■ EXERCISE GOAL
Would you set down all of the entries below exactly as they stand?

Data excerpts
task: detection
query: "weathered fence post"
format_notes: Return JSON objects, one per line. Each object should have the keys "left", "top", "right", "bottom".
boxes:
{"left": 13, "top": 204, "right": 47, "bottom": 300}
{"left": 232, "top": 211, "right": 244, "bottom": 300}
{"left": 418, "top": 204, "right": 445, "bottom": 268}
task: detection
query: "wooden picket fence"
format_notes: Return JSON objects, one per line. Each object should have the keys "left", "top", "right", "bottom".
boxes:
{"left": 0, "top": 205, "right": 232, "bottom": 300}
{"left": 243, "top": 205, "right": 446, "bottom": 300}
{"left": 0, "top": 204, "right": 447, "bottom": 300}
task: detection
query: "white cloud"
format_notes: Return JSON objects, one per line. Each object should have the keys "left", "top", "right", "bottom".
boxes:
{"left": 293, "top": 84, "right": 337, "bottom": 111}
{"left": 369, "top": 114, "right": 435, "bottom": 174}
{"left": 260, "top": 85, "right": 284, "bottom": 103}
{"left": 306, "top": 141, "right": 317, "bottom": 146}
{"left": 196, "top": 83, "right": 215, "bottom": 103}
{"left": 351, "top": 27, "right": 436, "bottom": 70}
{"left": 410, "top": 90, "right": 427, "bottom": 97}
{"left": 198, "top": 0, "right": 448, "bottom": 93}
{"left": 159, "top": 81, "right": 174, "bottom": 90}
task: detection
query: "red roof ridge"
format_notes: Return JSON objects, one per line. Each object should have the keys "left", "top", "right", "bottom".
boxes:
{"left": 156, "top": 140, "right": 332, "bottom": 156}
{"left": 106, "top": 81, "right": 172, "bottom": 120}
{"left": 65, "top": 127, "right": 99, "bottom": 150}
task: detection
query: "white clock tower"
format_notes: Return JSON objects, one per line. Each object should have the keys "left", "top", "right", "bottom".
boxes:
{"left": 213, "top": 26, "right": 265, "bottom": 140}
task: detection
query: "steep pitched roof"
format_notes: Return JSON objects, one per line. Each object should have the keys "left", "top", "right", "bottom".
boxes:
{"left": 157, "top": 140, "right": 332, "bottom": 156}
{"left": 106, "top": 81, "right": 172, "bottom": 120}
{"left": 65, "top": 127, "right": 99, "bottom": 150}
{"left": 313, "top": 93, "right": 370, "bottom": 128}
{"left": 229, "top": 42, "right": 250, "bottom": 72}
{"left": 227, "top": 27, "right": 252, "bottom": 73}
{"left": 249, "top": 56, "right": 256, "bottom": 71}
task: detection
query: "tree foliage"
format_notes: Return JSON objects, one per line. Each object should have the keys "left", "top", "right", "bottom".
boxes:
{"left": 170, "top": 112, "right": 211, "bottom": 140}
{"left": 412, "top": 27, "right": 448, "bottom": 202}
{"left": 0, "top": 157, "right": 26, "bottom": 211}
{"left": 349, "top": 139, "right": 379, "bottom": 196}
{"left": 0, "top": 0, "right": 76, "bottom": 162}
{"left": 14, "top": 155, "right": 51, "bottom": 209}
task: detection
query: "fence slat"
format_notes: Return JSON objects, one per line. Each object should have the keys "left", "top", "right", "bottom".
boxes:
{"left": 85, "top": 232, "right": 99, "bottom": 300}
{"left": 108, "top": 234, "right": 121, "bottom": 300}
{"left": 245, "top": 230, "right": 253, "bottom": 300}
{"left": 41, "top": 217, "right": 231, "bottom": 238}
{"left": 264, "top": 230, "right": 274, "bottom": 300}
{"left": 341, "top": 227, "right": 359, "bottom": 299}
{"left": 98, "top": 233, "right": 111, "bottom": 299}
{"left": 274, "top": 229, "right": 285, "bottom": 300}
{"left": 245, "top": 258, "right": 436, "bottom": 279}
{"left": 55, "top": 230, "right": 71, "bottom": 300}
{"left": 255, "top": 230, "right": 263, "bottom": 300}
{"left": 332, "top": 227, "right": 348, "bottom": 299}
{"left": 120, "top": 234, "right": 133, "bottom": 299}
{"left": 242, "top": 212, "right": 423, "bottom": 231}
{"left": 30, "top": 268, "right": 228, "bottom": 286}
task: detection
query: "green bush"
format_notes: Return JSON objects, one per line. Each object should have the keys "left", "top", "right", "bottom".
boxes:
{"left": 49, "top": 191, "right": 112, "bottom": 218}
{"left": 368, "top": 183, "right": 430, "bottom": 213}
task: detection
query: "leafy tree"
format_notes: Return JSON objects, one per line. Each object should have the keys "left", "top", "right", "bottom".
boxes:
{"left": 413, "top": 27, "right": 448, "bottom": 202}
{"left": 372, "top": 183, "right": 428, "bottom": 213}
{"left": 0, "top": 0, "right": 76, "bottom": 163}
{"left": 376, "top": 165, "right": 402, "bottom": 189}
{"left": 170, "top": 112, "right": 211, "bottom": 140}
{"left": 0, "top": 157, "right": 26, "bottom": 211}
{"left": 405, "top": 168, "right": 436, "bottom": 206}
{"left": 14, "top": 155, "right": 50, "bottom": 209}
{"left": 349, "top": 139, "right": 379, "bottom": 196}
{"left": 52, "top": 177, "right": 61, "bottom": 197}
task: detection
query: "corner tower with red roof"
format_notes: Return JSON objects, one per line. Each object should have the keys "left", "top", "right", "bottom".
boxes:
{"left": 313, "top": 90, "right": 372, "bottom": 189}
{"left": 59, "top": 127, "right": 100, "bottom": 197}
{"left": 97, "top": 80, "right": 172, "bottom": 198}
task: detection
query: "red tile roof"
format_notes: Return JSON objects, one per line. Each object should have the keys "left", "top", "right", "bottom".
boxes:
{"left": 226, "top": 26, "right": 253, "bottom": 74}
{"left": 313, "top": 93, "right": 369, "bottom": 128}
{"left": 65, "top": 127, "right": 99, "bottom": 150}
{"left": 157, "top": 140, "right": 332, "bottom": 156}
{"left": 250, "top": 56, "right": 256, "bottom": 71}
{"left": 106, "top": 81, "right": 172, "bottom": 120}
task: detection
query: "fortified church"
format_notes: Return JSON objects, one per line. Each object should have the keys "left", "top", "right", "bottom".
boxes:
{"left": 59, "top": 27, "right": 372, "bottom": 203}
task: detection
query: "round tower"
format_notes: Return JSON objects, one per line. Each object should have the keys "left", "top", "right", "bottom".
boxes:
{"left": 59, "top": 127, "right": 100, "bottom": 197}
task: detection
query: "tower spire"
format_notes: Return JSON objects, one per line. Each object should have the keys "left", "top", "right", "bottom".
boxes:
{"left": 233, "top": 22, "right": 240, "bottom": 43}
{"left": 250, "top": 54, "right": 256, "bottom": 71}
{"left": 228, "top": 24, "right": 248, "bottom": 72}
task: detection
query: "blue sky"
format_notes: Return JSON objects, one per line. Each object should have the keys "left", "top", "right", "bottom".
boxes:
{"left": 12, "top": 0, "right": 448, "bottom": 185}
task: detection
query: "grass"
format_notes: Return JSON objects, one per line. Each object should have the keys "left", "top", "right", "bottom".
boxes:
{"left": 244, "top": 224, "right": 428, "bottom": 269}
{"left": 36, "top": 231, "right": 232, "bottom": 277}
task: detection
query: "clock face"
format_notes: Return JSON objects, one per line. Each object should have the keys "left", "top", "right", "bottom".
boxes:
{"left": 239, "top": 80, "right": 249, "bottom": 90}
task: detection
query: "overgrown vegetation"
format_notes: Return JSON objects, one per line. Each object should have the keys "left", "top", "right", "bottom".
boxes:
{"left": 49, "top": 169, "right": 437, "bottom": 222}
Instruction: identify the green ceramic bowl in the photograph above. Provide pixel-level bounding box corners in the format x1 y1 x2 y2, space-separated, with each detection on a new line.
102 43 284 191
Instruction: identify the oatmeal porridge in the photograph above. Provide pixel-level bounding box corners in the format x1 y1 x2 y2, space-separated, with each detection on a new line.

■ PROBLEM SOLUTION
task: detection
query: "weathered fence post"
format_notes: Return JSON objects, one per line. Each object should have the keys "left", "top", "right", "bottom".
boxes:
{"left": 13, "top": 204, "right": 47, "bottom": 300}
{"left": 232, "top": 211, "right": 244, "bottom": 300}
{"left": 418, "top": 204, "right": 445, "bottom": 268}
task: detection
query: "wooden picket fence"
format_notes: Return JSON objects, one per line. Each object should have the keys "left", "top", "right", "bottom".
boxes:
{"left": 0, "top": 205, "right": 232, "bottom": 300}
{"left": 243, "top": 205, "right": 446, "bottom": 300}
{"left": 0, "top": 204, "right": 447, "bottom": 300}
task: detection
query: "white cloud"
format_notes: Return JSON objects, one per line. Each object should have the keys "left", "top", "right", "bottom".
boxes:
{"left": 293, "top": 84, "right": 337, "bottom": 111}
{"left": 369, "top": 114, "right": 435, "bottom": 174}
{"left": 260, "top": 85, "right": 284, "bottom": 103}
{"left": 306, "top": 141, "right": 317, "bottom": 146}
{"left": 196, "top": 83, "right": 215, "bottom": 103}
{"left": 351, "top": 27, "right": 436, "bottom": 70}
{"left": 410, "top": 90, "right": 427, "bottom": 97}
{"left": 198, "top": 0, "right": 448, "bottom": 93}
{"left": 159, "top": 81, "right": 174, "bottom": 90}
task: detection
query: "red roof ridge"
format_notes: Return JSON objects, one per line. Each object should have the keys "left", "top", "right", "bottom".
boxes:
{"left": 156, "top": 140, "right": 332, "bottom": 156}
{"left": 106, "top": 81, "right": 172, "bottom": 120}
{"left": 65, "top": 127, "right": 99, "bottom": 150}
task: detection
query: "white clock tower"
format_notes: Return JSON objects, one per line. Each object should have the keys "left", "top", "right", "bottom".
boxes:
{"left": 213, "top": 26, "right": 265, "bottom": 140}
task: detection
query: "steep pitched roof"
format_notes: Return JSON objects, one per line. Each object should have the keys "left", "top", "right", "bottom".
boxes:
{"left": 157, "top": 140, "right": 332, "bottom": 156}
{"left": 106, "top": 81, "right": 172, "bottom": 120}
{"left": 65, "top": 127, "right": 99, "bottom": 150}
{"left": 313, "top": 93, "right": 370, "bottom": 128}
{"left": 229, "top": 42, "right": 250, "bottom": 72}
{"left": 227, "top": 27, "right": 252, "bottom": 73}
{"left": 249, "top": 56, "right": 256, "bottom": 71}
task: detection
query: "tree foliage"
format_notes: Return JSON objects, one per line. Each object should have the keys "left", "top", "right", "bottom".
boxes:
{"left": 170, "top": 112, "right": 211, "bottom": 140}
{"left": 412, "top": 27, "right": 448, "bottom": 202}
{"left": 0, "top": 157, "right": 26, "bottom": 211}
{"left": 349, "top": 139, "right": 379, "bottom": 196}
{"left": 0, "top": 0, "right": 76, "bottom": 162}
{"left": 14, "top": 155, "right": 51, "bottom": 209}
task: detection
query: "fence slat"
format_notes: Return JSON objects, one per line. Each object should have the keys "left", "top", "right", "bottom".
boxes:
{"left": 85, "top": 232, "right": 99, "bottom": 300}
{"left": 108, "top": 234, "right": 121, "bottom": 300}
{"left": 245, "top": 230, "right": 253, "bottom": 300}
{"left": 41, "top": 217, "right": 231, "bottom": 238}
{"left": 264, "top": 230, "right": 274, "bottom": 300}
{"left": 341, "top": 227, "right": 359, "bottom": 299}
{"left": 98, "top": 233, "right": 111, "bottom": 299}
{"left": 274, "top": 229, "right": 285, "bottom": 300}
{"left": 245, "top": 258, "right": 436, "bottom": 279}
{"left": 55, "top": 230, "right": 71, "bottom": 300}
{"left": 255, "top": 230, "right": 263, "bottom": 300}
{"left": 332, "top": 227, "right": 348, "bottom": 299}
{"left": 120, "top": 234, "right": 133, "bottom": 299}
{"left": 242, "top": 212, "right": 423, "bottom": 231}
{"left": 30, "top": 268, "right": 228, "bottom": 286}
task: detection
query: "green bush"
format_notes: Return JSON objects, one per line. Each object should have the keys "left", "top", "right", "bottom".
boxes:
{"left": 49, "top": 191, "right": 112, "bottom": 218}
{"left": 368, "top": 183, "right": 430, "bottom": 213}
task: detection
query: "leafy tree"
format_notes: Return JSON objects, one per line. Each object should have the keys "left", "top", "right", "bottom".
boxes:
{"left": 413, "top": 27, "right": 448, "bottom": 202}
{"left": 372, "top": 183, "right": 428, "bottom": 213}
{"left": 0, "top": 0, "right": 76, "bottom": 163}
{"left": 376, "top": 165, "right": 402, "bottom": 189}
{"left": 170, "top": 112, "right": 211, "bottom": 140}
{"left": 0, "top": 157, "right": 26, "bottom": 211}
{"left": 405, "top": 168, "right": 436, "bottom": 206}
{"left": 14, "top": 155, "right": 50, "bottom": 209}
{"left": 349, "top": 139, "right": 379, "bottom": 196}
{"left": 52, "top": 177, "right": 61, "bottom": 197}
task: detection
query: "corner tower with red roof"
format_notes: Return JSON objects, one per line. Each object should have the keys "left", "top", "right", "bottom".
boxes:
{"left": 313, "top": 90, "right": 372, "bottom": 189}
{"left": 59, "top": 127, "right": 100, "bottom": 197}
{"left": 97, "top": 80, "right": 172, "bottom": 198}
task: detection
query: "red tile roof"
format_notes: Return JSON objects, one per line. Each object should have the keys "left", "top", "right", "bottom".
boxes:
{"left": 226, "top": 26, "right": 253, "bottom": 74}
{"left": 313, "top": 93, "right": 369, "bottom": 128}
{"left": 65, "top": 127, "right": 99, "bottom": 150}
{"left": 157, "top": 140, "right": 332, "bottom": 156}
{"left": 250, "top": 56, "right": 256, "bottom": 71}
{"left": 106, "top": 81, "right": 172, "bottom": 120}
task: detection
query: "fortified church"
format_notes: Return JSON objects, one per line. Each object should have the keys "left", "top", "right", "bottom".
boxes:
{"left": 59, "top": 27, "right": 372, "bottom": 203}
task: detection
query: "round tower"
format_notes: Return JSON objects, one per line. Each object should have the keys "left", "top", "right", "bottom".
boxes:
{"left": 59, "top": 127, "right": 100, "bottom": 197}
task: detection
query: "tower spire"
format_notes: Return JSON objects, one per line. Each object should have the keys "left", "top", "right", "bottom".
boxes:
{"left": 233, "top": 22, "right": 240, "bottom": 43}
{"left": 250, "top": 54, "right": 256, "bottom": 71}
{"left": 228, "top": 24, "right": 248, "bottom": 72}
task: detection
query: "blue sky"
format_notes: Return JSON objects, one per line. Each object should have the keys "left", "top", "right", "bottom".
boxes:
{"left": 12, "top": 0, "right": 448, "bottom": 185}
task: detection
query: "grass"
format_notes: Return JSON objects, one per line. Each object should have the keys "left", "top", "right", "bottom".
boxes:
{"left": 244, "top": 224, "right": 428, "bottom": 269}
{"left": 36, "top": 231, "right": 232, "bottom": 277}
task: detection
query: "clock face"
format_notes: Return JSON objects, one per line. Each object should have the keys "left", "top", "right", "bottom".
boxes:
{"left": 239, "top": 80, "right": 249, "bottom": 90}
task: detection
query: "overgrown vegetation"
format_notes: Return JSON objects, one per line. Each object should have the keys "left", "top", "right", "bottom".
boxes:
{"left": 49, "top": 169, "right": 437, "bottom": 222}
Instruction: identify the green ceramic bowl in the photograph above. Provide pixel-level bounding box corners in the format x1 y1 x2 y2, space-separated, with each detection on a new line.
102 43 284 191
Instruction: identify the oatmeal porridge in the photograph above. Provide pixel-level bounding box corners in the format x1 y1 x2 y2, space-separated, with each detection on a new line.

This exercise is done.